"""
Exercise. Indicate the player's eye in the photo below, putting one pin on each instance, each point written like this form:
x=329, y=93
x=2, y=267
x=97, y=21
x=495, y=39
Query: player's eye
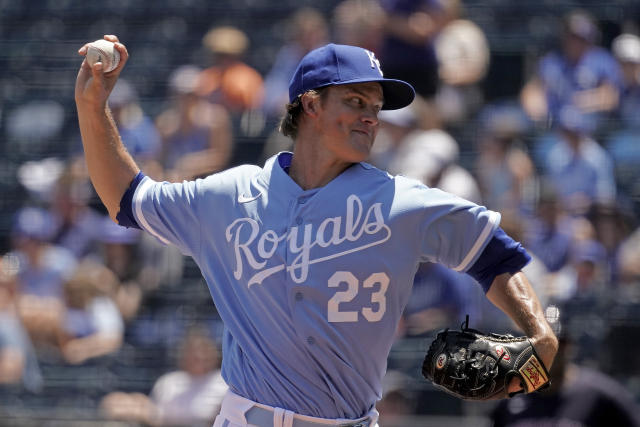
x=355, y=100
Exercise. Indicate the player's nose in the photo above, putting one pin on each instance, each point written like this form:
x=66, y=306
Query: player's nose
x=370, y=117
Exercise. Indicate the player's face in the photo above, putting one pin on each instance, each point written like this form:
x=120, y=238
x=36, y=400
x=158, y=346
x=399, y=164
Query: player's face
x=349, y=120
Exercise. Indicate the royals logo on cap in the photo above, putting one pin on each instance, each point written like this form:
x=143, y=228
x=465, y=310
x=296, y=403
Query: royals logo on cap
x=335, y=64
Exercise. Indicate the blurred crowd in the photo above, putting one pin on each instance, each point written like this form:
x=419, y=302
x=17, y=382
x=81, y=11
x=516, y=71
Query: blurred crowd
x=559, y=160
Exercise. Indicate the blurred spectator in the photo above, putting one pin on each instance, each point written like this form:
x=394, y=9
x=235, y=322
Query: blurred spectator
x=548, y=234
x=410, y=29
x=196, y=134
x=18, y=364
x=578, y=396
x=307, y=29
x=580, y=169
x=429, y=156
x=190, y=396
x=628, y=269
x=120, y=255
x=92, y=325
x=359, y=23
x=612, y=224
x=580, y=74
x=42, y=270
x=229, y=81
x=462, y=51
x=77, y=224
x=585, y=276
x=138, y=132
x=626, y=49
x=506, y=173
x=623, y=142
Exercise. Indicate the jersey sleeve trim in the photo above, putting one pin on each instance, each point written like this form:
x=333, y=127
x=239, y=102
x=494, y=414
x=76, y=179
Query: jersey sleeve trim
x=142, y=189
x=125, y=216
x=487, y=231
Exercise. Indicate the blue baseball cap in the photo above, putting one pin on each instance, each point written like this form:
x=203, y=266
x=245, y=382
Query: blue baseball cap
x=336, y=64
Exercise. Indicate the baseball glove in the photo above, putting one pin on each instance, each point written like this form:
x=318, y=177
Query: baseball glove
x=475, y=366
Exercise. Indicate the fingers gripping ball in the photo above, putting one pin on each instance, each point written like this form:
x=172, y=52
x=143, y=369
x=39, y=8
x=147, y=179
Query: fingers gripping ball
x=103, y=51
x=474, y=366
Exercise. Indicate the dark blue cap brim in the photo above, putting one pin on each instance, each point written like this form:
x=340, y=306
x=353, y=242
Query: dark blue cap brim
x=397, y=93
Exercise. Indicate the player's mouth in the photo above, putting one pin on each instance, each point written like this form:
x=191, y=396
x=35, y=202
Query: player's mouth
x=363, y=132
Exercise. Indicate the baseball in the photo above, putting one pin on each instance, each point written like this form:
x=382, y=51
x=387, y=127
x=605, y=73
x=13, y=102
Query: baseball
x=103, y=51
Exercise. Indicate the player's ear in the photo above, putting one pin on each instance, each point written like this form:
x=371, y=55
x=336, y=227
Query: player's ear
x=310, y=103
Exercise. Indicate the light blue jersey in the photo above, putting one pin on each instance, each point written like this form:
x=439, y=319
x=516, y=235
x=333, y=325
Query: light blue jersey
x=311, y=284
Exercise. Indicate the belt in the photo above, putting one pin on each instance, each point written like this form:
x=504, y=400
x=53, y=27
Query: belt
x=264, y=418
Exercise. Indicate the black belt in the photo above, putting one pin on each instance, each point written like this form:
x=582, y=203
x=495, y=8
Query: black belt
x=264, y=418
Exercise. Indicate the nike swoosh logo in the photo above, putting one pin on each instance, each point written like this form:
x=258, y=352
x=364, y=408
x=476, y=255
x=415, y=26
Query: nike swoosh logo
x=242, y=198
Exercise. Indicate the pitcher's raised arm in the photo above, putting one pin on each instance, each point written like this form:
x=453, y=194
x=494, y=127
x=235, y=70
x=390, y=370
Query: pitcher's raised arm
x=110, y=166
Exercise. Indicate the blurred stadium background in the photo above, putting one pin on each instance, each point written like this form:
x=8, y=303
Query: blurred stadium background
x=588, y=253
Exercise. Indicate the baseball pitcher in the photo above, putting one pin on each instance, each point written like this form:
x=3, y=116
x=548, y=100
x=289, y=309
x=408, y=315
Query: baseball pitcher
x=310, y=258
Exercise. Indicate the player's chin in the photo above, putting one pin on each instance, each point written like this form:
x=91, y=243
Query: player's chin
x=362, y=143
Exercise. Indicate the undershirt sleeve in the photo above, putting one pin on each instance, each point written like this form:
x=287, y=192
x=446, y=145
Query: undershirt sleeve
x=125, y=216
x=501, y=255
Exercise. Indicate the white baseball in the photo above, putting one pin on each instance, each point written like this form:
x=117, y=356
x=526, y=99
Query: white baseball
x=103, y=51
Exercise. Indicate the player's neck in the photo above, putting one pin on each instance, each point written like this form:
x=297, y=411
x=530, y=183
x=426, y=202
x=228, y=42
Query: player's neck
x=310, y=168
"""
> [Task directions] Rewrite all of the data above with "putting" swapped for "placing" everywhere and nothing else changed. Leave the pictures out.

> [The solution]
Exercise. Indicate the player's eye in the photo below, placing one pin on each instance, each point written like this form:
x=329, y=93
x=2, y=267
x=97, y=21
x=495, y=39
Query: player's eye
x=355, y=100
Exercise. Indicate the player's nose in the photo above, placing one pin on each instance, each point written like this form:
x=66, y=306
Query: player's nose
x=370, y=117
Exercise. Indicate the player's face in the photo above, placing one pin on each instance, each point written like this form:
x=120, y=238
x=36, y=400
x=158, y=346
x=399, y=164
Query: player's face
x=349, y=120
Exercise. Indicate the royals logo on cap in the photo above, placing one pin on each instance, each point written like this form:
x=143, y=228
x=465, y=310
x=296, y=403
Query: royals logo on cap
x=335, y=64
Exercise. Indicate the blurred crowd in the photo above, placing one pin on each instance, each point written like this form:
x=419, y=302
x=17, y=382
x=81, y=11
x=516, y=71
Query: blurred crowd
x=559, y=160
Exercise. Indicate the blurred spectator in the photo above, placing one pin on each instance, each point written like this form:
x=394, y=9
x=235, y=322
Query: blurred spectator
x=548, y=234
x=410, y=29
x=196, y=134
x=18, y=364
x=578, y=396
x=307, y=29
x=580, y=169
x=429, y=156
x=190, y=396
x=628, y=269
x=120, y=255
x=92, y=325
x=359, y=23
x=612, y=224
x=580, y=74
x=42, y=270
x=229, y=81
x=462, y=51
x=77, y=224
x=585, y=276
x=138, y=132
x=626, y=49
x=506, y=173
x=623, y=142
Exercise. Indicate the jersey sleeve trim in the photo above, placing one pin on each instance, each point written like this form:
x=333, y=127
x=239, y=102
x=494, y=414
x=76, y=179
Query: jersey sleeve trim
x=142, y=189
x=125, y=216
x=487, y=231
Exercise. Indicate the blue baseball cap in the photo above, placing one pin on each instance, each point written like this form:
x=203, y=266
x=245, y=382
Query: blue baseball cap
x=336, y=64
Exercise. Indicate the baseball glove in the photo above, placing one pin on each instance, each point written like this form:
x=318, y=177
Query: baseball glove
x=475, y=366
Exercise. Indicate the fingers gripping ball in the photo above, placing one pin on each instance, each point written like this form:
x=172, y=52
x=143, y=369
x=39, y=8
x=147, y=179
Query: fingers gripping ball
x=103, y=51
x=474, y=366
Exercise. Indicate the dark blue cap brim in the photo above, placing one pin on each instance, each point written like this form:
x=340, y=306
x=353, y=242
Query: dark blue cap brim
x=397, y=93
Exercise. Indicate the player's mouth in the photo above, placing one pin on each instance, each point written like this form:
x=191, y=396
x=35, y=202
Query: player's mouth
x=363, y=132
Exercise. Indicate the baseball in the photo above, placing one pin on each instance, each point written like this form:
x=382, y=51
x=387, y=127
x=605, y=73
x=13, y=102
Query: baseball
x=103, y=51
Exercise. Indicate the player's ear in the photo above, placing one pin on each instance, each point written like this form:
x=371, y=55
x=336, y=227
Query: player's ear
x=310, y=103
Exercise. Indicate the light blue jersey in the photo above, placing one pin on each instance, each point written like this form:
x=439, y=319
x=516, y=235
x=333, y=325
Query: light blue jersey
x=311, y=284
Exercise. Indicate the belt in the photo above, placing one pin on each instance, each point written like this form:
x=504, y=400
x=53, y=27
Query: belt
x=264, y=418
Exercise. Indicate the black belt in the photo above, placing one pin on each instance, each point written like this form:
x=582, y=203
x=495, y=8
Query: black belt
x=264, y=418
Exercise. Indicate the nike swoosh logo in the photo above, placing one pin on each instance, each point written like this form:
x=258, y=352
x=364, y=408
x=476, y=255
x=415, y=26
Query: nike swoosh logo
x=242, y=198
Exercise. Indicate the pitcher's raised arm in the photo above, placing one pin on each instance, each point written like this form:
x=453, y=194
x=494, y=127
x=235, y=70
x=390, y=370
Query: pitcher's raised arm
x=110, y=166
Exercise. Indicate the blurred stadium background in the photo above, placing one pin on each instance, each point written like this form:
x=8, y=303
Query: blurred stadium background
x=588, y=253
Exercise. Indicate the baseball pitcher in the photo above, placing one pin on each instance, each point written like this form:
x=3, y=116
x=548, y=100
x=289, y=309
x=408, y=315
Query: baseball pitcher
x=310, y=258
Exercise. Indicate the player's chin in the photo above, placing one pin on each instance, each point written like this form:
x=91, y=243
Query: player's chin
x=362, y=143
Exercise. Indicate the undershirt sleeve in the photo above, placing one pin on each instance, each point written like this form:
x=287, y=192
x=446, y=145
Query: undershirt sleeve
x=125, y=216
x=501, y=255
Exercise. Indicate the white baseball in the photo above, placing one pin on each instance, each point written like this form:
x=117, y=356
x=526, y=99
Query: white baseball
x=103, y=51
Exercise. Indicate the player's neck in the photo above, placing one pin on each instance, each point written like this form:
x=297, y=411
x=530, y=183
x=426, y=202
x=228, y=42
Query: player's neck
x=310, y=168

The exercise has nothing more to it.